Up to and including the line that contains "Target: ear", write out each line of the material from its first line, exactly.

>>>

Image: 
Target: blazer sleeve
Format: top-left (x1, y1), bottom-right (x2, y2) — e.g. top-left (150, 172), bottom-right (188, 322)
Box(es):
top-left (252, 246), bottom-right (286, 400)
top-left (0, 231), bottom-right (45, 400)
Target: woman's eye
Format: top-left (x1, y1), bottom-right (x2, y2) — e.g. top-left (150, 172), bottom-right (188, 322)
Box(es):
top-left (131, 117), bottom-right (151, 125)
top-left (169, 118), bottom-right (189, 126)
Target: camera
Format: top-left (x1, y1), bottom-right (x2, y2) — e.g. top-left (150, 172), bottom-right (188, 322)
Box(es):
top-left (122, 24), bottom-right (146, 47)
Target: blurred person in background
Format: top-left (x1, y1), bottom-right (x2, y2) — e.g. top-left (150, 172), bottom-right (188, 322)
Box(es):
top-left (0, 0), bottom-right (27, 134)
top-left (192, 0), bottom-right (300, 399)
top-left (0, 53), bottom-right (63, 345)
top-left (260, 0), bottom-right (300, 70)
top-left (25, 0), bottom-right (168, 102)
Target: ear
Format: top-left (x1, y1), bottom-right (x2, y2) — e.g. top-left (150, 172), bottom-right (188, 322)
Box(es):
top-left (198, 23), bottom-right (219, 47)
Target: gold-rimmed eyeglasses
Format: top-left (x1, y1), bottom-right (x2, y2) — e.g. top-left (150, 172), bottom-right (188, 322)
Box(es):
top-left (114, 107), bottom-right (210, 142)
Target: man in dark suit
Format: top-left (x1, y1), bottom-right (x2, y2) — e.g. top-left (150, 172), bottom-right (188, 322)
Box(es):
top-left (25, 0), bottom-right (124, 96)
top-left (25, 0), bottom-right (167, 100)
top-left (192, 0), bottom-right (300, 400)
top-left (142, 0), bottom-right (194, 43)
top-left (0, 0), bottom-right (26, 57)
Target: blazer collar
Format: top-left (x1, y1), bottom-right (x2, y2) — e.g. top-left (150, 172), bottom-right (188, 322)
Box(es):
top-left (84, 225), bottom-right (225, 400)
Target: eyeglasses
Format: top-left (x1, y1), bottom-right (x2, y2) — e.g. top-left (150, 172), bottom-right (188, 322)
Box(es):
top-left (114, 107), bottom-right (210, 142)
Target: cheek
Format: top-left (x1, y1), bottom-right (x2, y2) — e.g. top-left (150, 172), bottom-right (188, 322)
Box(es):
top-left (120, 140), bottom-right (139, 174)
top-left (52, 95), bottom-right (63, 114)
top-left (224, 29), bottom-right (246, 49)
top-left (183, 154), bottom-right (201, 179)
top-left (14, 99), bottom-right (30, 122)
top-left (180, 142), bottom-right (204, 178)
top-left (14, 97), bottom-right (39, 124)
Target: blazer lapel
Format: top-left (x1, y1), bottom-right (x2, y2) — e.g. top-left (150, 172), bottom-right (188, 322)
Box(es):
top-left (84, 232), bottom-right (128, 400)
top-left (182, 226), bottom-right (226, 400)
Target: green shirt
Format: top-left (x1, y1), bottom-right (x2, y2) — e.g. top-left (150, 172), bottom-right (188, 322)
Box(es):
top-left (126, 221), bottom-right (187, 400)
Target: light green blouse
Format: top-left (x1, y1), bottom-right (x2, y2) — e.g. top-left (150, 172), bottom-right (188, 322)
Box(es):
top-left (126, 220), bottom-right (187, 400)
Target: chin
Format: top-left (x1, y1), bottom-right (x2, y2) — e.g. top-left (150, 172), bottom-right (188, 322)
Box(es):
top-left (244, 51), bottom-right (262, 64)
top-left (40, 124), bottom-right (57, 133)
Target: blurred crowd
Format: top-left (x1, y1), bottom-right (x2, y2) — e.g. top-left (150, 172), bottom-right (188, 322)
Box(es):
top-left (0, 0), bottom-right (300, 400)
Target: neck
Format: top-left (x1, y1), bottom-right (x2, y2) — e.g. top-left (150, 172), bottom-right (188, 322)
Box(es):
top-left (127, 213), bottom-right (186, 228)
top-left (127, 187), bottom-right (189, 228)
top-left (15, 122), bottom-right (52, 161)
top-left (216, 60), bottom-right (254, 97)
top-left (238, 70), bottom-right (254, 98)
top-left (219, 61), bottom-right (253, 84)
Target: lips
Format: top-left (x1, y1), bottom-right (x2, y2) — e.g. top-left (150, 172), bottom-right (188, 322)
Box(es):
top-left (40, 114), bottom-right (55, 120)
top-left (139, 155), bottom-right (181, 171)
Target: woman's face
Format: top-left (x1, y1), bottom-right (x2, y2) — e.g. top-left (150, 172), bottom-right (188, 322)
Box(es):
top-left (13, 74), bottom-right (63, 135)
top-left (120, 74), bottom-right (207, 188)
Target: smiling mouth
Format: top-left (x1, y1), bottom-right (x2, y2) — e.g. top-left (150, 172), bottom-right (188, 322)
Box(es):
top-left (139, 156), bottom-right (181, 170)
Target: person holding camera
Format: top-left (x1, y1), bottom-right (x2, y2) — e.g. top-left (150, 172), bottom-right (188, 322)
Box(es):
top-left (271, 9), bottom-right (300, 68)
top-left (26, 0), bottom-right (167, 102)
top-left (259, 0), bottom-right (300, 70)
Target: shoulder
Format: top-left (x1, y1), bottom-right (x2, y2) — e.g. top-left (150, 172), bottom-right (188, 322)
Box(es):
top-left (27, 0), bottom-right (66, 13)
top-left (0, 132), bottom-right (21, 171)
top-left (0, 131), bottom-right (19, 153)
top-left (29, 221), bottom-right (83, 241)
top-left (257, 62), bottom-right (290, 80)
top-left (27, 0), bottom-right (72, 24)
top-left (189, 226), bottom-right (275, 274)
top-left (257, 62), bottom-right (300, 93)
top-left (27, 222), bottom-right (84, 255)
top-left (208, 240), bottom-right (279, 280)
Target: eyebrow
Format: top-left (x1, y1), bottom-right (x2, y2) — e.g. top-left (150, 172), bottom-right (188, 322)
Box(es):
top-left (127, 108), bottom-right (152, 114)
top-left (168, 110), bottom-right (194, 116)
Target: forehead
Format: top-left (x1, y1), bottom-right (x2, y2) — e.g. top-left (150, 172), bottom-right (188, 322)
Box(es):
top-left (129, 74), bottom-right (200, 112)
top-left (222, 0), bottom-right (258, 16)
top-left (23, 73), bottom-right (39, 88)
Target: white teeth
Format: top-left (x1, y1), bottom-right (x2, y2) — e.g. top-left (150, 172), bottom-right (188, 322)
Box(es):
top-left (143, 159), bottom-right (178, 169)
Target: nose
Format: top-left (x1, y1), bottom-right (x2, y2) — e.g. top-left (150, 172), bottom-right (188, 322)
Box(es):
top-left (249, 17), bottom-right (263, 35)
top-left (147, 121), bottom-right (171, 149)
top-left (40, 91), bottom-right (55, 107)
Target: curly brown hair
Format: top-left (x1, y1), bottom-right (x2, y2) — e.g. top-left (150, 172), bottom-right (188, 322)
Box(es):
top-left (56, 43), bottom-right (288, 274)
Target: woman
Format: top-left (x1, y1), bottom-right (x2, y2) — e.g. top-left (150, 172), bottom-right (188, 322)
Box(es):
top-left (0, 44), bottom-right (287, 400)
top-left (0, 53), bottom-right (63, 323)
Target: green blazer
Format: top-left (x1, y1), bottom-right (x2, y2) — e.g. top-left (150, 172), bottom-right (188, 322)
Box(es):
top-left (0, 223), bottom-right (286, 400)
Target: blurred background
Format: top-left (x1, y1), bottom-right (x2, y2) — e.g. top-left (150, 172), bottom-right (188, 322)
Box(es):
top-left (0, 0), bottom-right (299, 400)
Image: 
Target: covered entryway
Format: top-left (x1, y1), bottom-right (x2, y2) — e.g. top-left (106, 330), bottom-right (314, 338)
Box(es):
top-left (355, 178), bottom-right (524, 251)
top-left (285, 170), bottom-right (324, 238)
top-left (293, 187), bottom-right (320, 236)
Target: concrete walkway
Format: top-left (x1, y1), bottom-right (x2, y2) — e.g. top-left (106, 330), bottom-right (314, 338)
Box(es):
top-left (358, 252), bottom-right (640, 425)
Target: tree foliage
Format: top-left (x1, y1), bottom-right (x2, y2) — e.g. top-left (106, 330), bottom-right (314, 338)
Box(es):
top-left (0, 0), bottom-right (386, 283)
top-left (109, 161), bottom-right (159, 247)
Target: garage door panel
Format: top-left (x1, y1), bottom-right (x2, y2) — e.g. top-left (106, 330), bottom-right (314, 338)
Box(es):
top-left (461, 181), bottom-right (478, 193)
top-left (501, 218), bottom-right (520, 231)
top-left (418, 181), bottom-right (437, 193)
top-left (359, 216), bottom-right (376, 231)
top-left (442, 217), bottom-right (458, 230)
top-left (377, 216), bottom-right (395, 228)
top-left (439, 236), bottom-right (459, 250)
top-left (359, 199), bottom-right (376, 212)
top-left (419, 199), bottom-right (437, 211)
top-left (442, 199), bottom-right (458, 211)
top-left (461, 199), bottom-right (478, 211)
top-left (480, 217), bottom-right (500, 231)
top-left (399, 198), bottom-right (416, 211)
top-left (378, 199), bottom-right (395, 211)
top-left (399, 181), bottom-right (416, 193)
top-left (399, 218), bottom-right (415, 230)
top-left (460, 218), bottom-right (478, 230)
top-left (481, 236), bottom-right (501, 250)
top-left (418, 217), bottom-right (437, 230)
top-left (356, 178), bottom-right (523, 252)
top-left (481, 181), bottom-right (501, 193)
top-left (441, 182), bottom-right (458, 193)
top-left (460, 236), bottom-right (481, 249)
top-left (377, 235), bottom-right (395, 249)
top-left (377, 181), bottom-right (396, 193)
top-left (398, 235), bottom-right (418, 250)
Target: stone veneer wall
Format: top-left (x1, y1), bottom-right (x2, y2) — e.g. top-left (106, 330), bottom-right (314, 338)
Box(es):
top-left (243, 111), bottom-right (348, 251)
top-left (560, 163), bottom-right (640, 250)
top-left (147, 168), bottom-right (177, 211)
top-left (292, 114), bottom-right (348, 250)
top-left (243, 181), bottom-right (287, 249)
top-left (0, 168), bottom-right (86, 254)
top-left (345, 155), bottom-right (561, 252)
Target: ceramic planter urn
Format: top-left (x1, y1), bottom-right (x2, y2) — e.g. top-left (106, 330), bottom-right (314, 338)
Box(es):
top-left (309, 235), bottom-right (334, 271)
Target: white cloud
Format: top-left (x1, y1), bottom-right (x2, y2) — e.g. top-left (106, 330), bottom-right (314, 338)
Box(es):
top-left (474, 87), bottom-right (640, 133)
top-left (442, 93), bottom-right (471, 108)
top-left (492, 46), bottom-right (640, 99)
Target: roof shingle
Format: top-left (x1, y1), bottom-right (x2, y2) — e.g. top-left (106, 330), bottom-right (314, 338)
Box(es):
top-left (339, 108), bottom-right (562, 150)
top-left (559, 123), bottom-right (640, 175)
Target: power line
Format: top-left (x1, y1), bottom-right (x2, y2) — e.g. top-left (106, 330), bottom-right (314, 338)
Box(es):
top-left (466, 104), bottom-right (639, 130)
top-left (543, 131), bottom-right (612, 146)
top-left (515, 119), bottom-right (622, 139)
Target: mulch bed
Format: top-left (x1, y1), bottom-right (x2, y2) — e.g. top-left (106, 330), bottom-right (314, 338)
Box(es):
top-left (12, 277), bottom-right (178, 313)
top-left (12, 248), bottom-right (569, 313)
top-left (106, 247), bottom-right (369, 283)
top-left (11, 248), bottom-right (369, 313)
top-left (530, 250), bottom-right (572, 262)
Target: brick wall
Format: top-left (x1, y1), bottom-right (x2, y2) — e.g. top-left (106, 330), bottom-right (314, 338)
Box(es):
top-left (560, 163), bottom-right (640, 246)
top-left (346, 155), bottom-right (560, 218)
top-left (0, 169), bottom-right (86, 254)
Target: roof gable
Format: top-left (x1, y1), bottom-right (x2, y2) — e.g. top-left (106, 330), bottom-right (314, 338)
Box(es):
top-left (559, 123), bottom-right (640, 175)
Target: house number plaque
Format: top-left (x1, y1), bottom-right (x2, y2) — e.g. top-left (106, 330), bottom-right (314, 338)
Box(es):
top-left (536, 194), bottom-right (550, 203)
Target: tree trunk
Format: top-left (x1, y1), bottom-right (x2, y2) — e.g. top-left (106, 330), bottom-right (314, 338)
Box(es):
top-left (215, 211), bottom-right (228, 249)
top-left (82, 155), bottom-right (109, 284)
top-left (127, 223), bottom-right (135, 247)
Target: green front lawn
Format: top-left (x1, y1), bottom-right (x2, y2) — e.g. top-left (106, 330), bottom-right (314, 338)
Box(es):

<<<

Answer to this problem
Image: 
Target: blazer sleeve
Format: top-left (x1, y1), bottom-right (x2, y2) — e.g. top-left (150, 172), bottom-right (188, 322)
Box(es):
top-left (252, 246), bottom-right (286, 400)
top-left (0, 231), bottom-right (45, 400)
Target: woman's eye
Format: top-left (x1, y1), bottom-right (x2, y2) — e.g. top-left (150, 172), bottom-right (188, 322)
Box(es):
top-left (131, 117), bottom-right (151, 125)
top-left (169, 118), bottom-right (189, 126)
Target: camera
Format: top-left (x1, y1), bottom-right (x2, y2) — e.g. top-left (150, 172), bottom-right (188, 322)
Box(es):
top-left (122, 24), bottom-right (146, 47)
Target: blurred person in background
Format: top-left (x1, y1), bottom-right (x2, y2) — e.g. top-left (150, 172), bottom-right (188, 322)
Box(es):
top-left (0, 0), bottom-right (27, 134)
top-left (192, 0), bottom-right (300, 399)
top-left (0, 53), bottom-right (63, 345)
top-left (260, 0), bottom-right (300, 70)
top-left (25, 0), bottom-right (168, 102)
Target: ear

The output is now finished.